What this task involves =
Return the passage below about the galaxy Az9 word for word, from "Az9 is clearly" to "in Table 1.".

For its redshift, Az9 is a typical galaxy in terms of L_{[C ii]}, SFR, and stellar mass. However, unlike most low-mass galaxies, Az9 is very dust-obscured. The right panel of Figure 4 shows the fraction of the SFR that is obscured by dust as a function of stellar mass. Az9 is above the best-fit relation for z = 0–2.5 (green), and its f_obscured is >4× higher than the relation fit to the full ALPINE sample at z = 4–6 (blue dashed curve fit to open blue triangles; data from Béthermin et al. 2020). Put another way, the stellar mass of Az9 would need to be an order of magnitude larger to sit on the f_obscured relation for the ALPINE sample. Additional systematic uncertainties from SED fitting and lens modeling are insufficient to underestimate the stellar mass so severely; Az9 would remain overly dusty for its stellar mass.

Az9 is clearly detected in the Band 6 and 7 continuum images (left panels of Figure 1). In both cases, the emission is resolved, and we measure the fluxes through an optimal aperture in the image plane. The observed fluxes are presented in Table 1.

Records provided =
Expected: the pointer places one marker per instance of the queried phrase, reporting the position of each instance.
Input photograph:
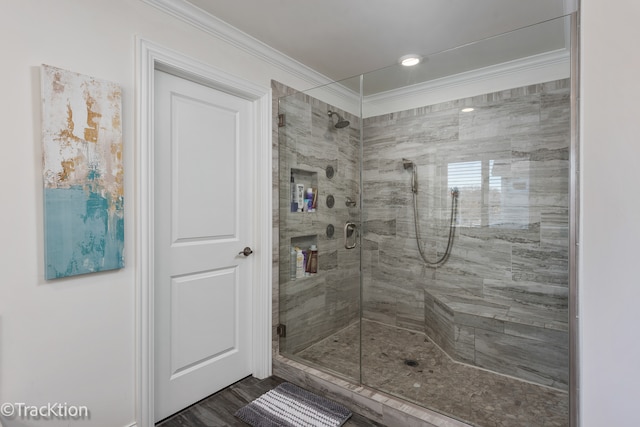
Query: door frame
(151, 57)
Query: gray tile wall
(500, 302)
(315, 307)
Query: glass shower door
(319, 218)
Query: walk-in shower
(482, 195)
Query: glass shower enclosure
(424, 228)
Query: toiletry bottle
(294, 195)
(292, 267)
(313, 259)
(306, 262)
(299, 263)
(300, 196)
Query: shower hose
(447, 252)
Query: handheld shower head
(408, 164)
(341, 122)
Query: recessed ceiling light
(410, 60)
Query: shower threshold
(434, 381)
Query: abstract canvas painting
(83, 174)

Result of the task =
Az9 is clearly detected in the Band 6 and 7 continuum images (left panels of Figure 1). In both cases, the emission is resolved, and we measure the fluxes through an optimal aperture in the image plane. The observed fluxes are presented in Table 1.